# Ibsp 6/10



## Sudsrat (Dec 25, 2005)

WOW!
Longest lasting blitz of big blues I've ever been in!
3 hours of the toothy critters.Mostly 8-12lbs with an occasional to 15.
Fish on every cast at times.What a day!
They had bunker,herring and bay anchovy running scared in the wash.Lots of guys picked 'em up and live-lined for big blues!
All mine-sans 2 on poppers- were caught on metal.

Steve


----------



## STRIPASAURUS (Apr 6, 2003)

Went thru the same thing on the end of the south jetty there at the inlet!!!

Lost a nice striper @ 6:30 am on a RM Smith jointed swimmer....then @ the turn of the tide @ around 8:15 it began with the most insane top-water bluefish action I've ever seen all within 25 feet of the rocks!!! All 10 to 15 pounds....and I swear one was pushing 18-20 #'s!!!! Awsome fishing for about an hour and a half!!!

Oh...I definatly switched to a cheaper plug for the blues!!! LOL!


See ya on the beach!!!


----------



## Sudsrat (Dec 25, 2005)

Hey man!
Crazy wasn't it?
I need to talk with you.I still have your card from the fest-I'll call.
Yup-same Sudsrat.

Steve


----------



## STRIPASAURUS (Apr 6, 2003)

No problem......I'm here! Best to try and reach me in the evenings as rack and boat works off the hook!!!

Git'r done!!!


----------



## djcoast (Feb 26, 2005)

Suds and Stripa, how you doing haven't been on this site in a long time, looks like things picked up around here, it used to be alot smaller and slower. How many other barners are on here??


----------



## woodie (Sep 6, 2002)

Hi, I hate to sound stupid but......what the heck is Isbp????


----------



## Sudsrat (Dec 25, 2005)

Not a stupid ?
Island Beach State Park in Central New Jersey.

Steve


----------



## STRIPASAURUS (Apr 6, 2003)

YO DJ!

I hit all the sites....if they're fishing...I'm in!!!

Git'r done!!!

IBSP....Jerseys version of the OBX!


----------



## Sudsrat (Dec 25, 2005)

Hey DJ!
Good site here.

Steve


----------



## djcoast (Feb 26, 2005)

Woo Ha


----------

◆ **RECORD EXCERPTS**
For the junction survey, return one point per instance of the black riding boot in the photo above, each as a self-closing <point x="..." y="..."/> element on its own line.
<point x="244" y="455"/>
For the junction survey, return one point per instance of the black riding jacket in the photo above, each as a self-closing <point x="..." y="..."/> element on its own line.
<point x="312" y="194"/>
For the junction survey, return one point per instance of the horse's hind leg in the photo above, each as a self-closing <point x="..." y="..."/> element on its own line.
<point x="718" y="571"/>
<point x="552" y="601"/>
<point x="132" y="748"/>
==
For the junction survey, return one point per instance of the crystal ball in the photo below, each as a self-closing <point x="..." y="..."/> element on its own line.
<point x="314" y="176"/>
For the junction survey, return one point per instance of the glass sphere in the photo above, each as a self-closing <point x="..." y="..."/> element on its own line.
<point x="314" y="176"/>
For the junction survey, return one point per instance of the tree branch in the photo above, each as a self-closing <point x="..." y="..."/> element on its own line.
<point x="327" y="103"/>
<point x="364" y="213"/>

◆ **STATED GOAL**
Rewrite everything from "See ya on the" down to "the fest-I'll call." in the IBSP fishing thread, with "card" replaced by "phone number".

◆ **EXERCISE RESPONSE**
See ya on the beach!!!


----------



## Sudsrat (Dec 25, 2005)

Hey man!
Crazy wasn't it?
I need to talk with you.I still have your phone number from the fest-I'll call.